- _WHAT TO PRODUCE_: Reproduce the records below exactly as they appear, omitting any pictures they contain.

++++++++++++++++++++

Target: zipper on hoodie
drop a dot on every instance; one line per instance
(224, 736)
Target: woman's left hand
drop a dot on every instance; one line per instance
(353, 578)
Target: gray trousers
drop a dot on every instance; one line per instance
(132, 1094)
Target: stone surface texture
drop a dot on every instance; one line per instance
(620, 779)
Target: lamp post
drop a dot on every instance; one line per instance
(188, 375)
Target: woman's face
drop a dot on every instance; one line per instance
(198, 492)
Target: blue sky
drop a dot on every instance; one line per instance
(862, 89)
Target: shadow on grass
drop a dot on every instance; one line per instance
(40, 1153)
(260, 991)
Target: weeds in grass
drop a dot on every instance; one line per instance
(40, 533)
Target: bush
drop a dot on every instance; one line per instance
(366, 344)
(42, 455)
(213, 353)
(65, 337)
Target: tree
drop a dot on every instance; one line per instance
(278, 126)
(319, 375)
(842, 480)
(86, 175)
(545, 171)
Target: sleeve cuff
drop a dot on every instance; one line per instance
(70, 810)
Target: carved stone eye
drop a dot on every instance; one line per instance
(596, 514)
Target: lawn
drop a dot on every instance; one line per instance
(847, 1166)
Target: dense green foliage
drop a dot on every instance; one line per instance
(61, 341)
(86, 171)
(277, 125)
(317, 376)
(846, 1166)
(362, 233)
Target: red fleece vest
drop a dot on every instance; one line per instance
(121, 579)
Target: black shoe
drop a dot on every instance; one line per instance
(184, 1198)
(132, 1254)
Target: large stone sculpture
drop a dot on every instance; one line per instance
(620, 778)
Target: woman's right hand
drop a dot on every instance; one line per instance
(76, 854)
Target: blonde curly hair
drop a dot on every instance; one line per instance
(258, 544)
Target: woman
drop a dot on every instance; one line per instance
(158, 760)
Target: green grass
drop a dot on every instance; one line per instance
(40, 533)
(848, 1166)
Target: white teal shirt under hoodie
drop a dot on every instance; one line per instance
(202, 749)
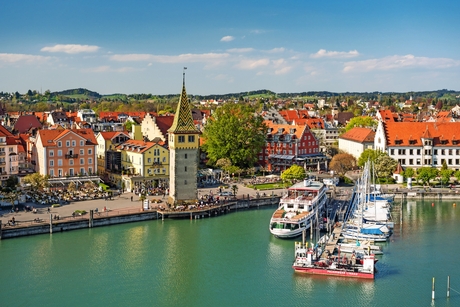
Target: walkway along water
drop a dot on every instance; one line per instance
(125, 215)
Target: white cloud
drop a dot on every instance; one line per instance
(106, 68)
(252, 64)
(18, 57)
(276, 50)
(400, 61)
(70, 48)
(323, 53)
(240, 50)
(227, 38)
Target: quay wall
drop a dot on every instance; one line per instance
(427, 195)
(60, 226)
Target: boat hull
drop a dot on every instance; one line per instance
(333, 272)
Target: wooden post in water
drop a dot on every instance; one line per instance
(448, 286)
(90, 222)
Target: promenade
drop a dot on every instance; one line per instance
(116, 204)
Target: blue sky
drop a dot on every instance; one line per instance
(233, 46)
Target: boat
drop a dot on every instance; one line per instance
(298, 208)
(307, 261)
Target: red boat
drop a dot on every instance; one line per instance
(307, 261)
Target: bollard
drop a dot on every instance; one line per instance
(448, 286)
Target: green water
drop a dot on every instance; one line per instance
(227, 261)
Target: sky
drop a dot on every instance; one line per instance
(290, 46)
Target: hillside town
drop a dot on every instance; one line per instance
(131, 150)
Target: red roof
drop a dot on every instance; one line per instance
(359, 134)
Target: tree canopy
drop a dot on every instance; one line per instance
(361, 121)
(235, 132)
(295, 172)
(342, 163)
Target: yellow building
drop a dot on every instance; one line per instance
(145, 166)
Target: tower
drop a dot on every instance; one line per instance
(183, 153)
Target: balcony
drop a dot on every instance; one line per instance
(73, 156)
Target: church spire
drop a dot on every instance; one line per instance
(183, 120)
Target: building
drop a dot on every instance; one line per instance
(287, 145)
(356, 140)
(420, 144)
(9, 162)
(108, 158)
(145, 165)
(183, 150)
(65, 152)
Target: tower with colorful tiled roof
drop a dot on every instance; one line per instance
(183, 149)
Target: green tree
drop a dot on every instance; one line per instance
(384, 165)
(37, 181)
(445, 175)
(235, 132)
(361, 121)
(426, 174)
(295, 172)
(342, 163)
(409, 172)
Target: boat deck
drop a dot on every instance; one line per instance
(331, 244)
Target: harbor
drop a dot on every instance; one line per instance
(229, 260)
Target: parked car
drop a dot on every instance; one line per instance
(225, 193)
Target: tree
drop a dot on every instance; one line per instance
(37, 181)
(361, 121)
(384, 165)
(342, 163)
(235, 132)
(295, 172)
(368, 155)
(425, 174)
(409, 172)
(445, 175)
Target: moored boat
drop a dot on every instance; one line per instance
(298, 208)
(307, 261)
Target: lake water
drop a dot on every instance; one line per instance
(231, 260)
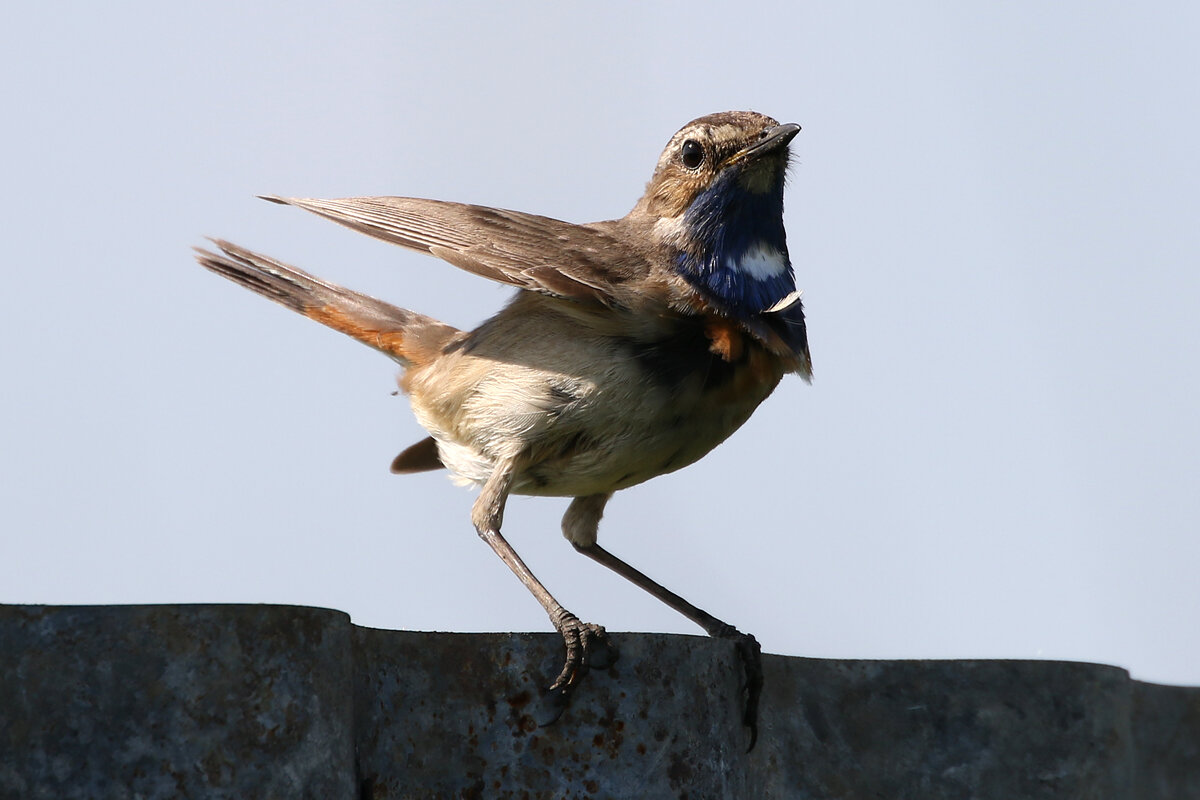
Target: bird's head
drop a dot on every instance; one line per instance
(717, 202)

++++++++++++++++++++

- _COMPLETE RESPONSE_:
Target: zipper on hoodie
drop a dot on every instance; one line per instance
(224, 736)
Target: woman's left hand
drop a dot on every instance; one line per instance
(353, 578)
Target: gray trousers
drop a dot on every instance; one line per instance
(132, 1094)
Target: stone surface texture
drop a dot on every instance; one line per instance
(620, 779)
Target: lamp post
drop a dot on every instance; one line per instance
(188, 375)
Target: woman's face
drop a dot on every instance; one line per instance
(198, 492)
Target: blue sky
drop a dot on every instance; one line per instance
(862, 89)
Target: shadow on grass
drop a dot on every instance; one line per instance
(40, 1153)
(260, 991)
Target: weeds in grass
drop a dot on every instance; one line per instance
(40, 533)
Target: bush
drop a dot on every instance; one line per instance
(366, 344)
(42, 455)
(213, 353)
(65, 337)
Target: tree
drop a dot on every instance; one line per instance
(278, 126)
(319, 375)
(842, 480)
(86, 175)
(545, 171)
Target: sleeve cuff
drop a dot on every instance; one line per instance
(70, 810)
Target: carved stone eye
drop a dot on every instance; one line per instance
(596, 514)
Target: lawn
drop a dot on every instance; one line per instance
(847, 1166)
Target: dense green foliage
drop a dot on every instance; one line per instance
(61, 341)
(86, 171)
(277, 125)
(317, 376)
(846, 1166)
(362, 233)
Target: red fleece vest
drop a dot on every instance; one line per instance
(121, 579)
Target: black shoe
drop a dot on every instance; one line per instance
(184, 1198)
(132, 1254)
Target: large stone sculpture
drop a dot on every instance; one line per instance
(620, 778)
Target: woman's right hand
drop a dot on every instance; one line per instance
(76, 854)
Target: blonde curly hair
drop a dot on every instance; one line per instance
(258, 544)
Target: woman
drop a dot on every instance; one line per instance
(158, 760)
Target: green grass
drop a dot on every instance; one line per instance
(40, 533)
(848, 1166)
Target: white teal shirt under hoodie
drop a dot on every instance; one line per instance
(202, 749)
Target: walkway along water
drop a dot on every instance; one line per instance
(125, 215)
Target: white cloud
drop a dot on every instance; one line per instance
(106, 68)
(252, 64)
(18, 57)
(276, 50)
(400, 61)
(70, 48)
(323, 53)
(240, 50)
(227, 38)
Target: quay wall
drop a dot on every instance; one line per instance
(427, 195)
(60, 226)
Target: boat hull
drop a dot on every instance; one line per instance
(333, 272)
Target: wooden post in water
drop a dot on every instance; one line per instance
(448, 286)
(90, 222)
Target: promenade
drop a dot on every instance; one line per instance
(116, 204)
Target: blue sky
drop a dot on every instance; one line per instance
(233, 46)
Target: boat
drop a dot on every instance; one line per instance
(298, 208)
(307, 261)
Target: red boat
drop a dot on every instance; one line per instance
(307, 261)
Target: bollard
drop a dot on every instance; one line per instance
(448, 286)
Target: green water
drop a dot on every instance; one line per instance
(227, 261)
Target: sky
drop a dot on every instance; one line per instance
(290, 46)
Target: hillside town
drop a dot on every instance; one line per instance
(131, 150)
Target: red roof
drop a dot on every instance; one line per instance
(359, 134)
Target: tree canopy
drop a dot on every instance; one line per instance
(361, 121)
(235, 132)
(295, 172)
(342, 163)
Target: yellow building
drop a dot on every instance; one line per instance
(145, 166)
Target: tower
drop a dot on every instance; one line per instance
(183, 153)
Target: balcony
drop a dot on every instance; one line per instance
(73, 156)
Target: church spire
drop a dot on every instance; one line per instance
(183, 120)
Target: building
drop a dot on every instance; one line per instance
(287, 145)
(356, 140)
(420, 144)
(9, 162)
(108, 158)
(145, 165)
(183, 150)
(65, 152)
Target: tower with colorful tiled roof
drop a dot on every instance; one line per instance
(183, 149)
Target: green tree
drop a dot on every instance; one line per instance
(384, 165)
(37, 181)
(445, 175)
(235, 132)
(361, 121)
(426, 174)
(295, 172)
(342, 163)
(409, 172)
Target: boat deck
drop a dot on every instance; one line per instance
(331, 244)
Target: harbor
drop a dot on every instance; one line per instance
(229, 260)
Target: parked car
drop a dot on every instance; one line per instance
(225, 193)
Target: tree
drop a dot on every instance; one line per instance
(37, 181)
(361, 121)
(384, 165)
(342, 163)
(235, 132)
(295, 172)
(368, 155)
(425, 174)
(409, 172)
(445, 175)
Target: moored boat
drop a dot on every instance; one line per instance
(298, 208)
(307, 261)
Target: lake water
drop a dot on every instance; one line per instance
(231, 260)
Target: bird's head
drop a dot on every instance; one line per instance
(717, 202)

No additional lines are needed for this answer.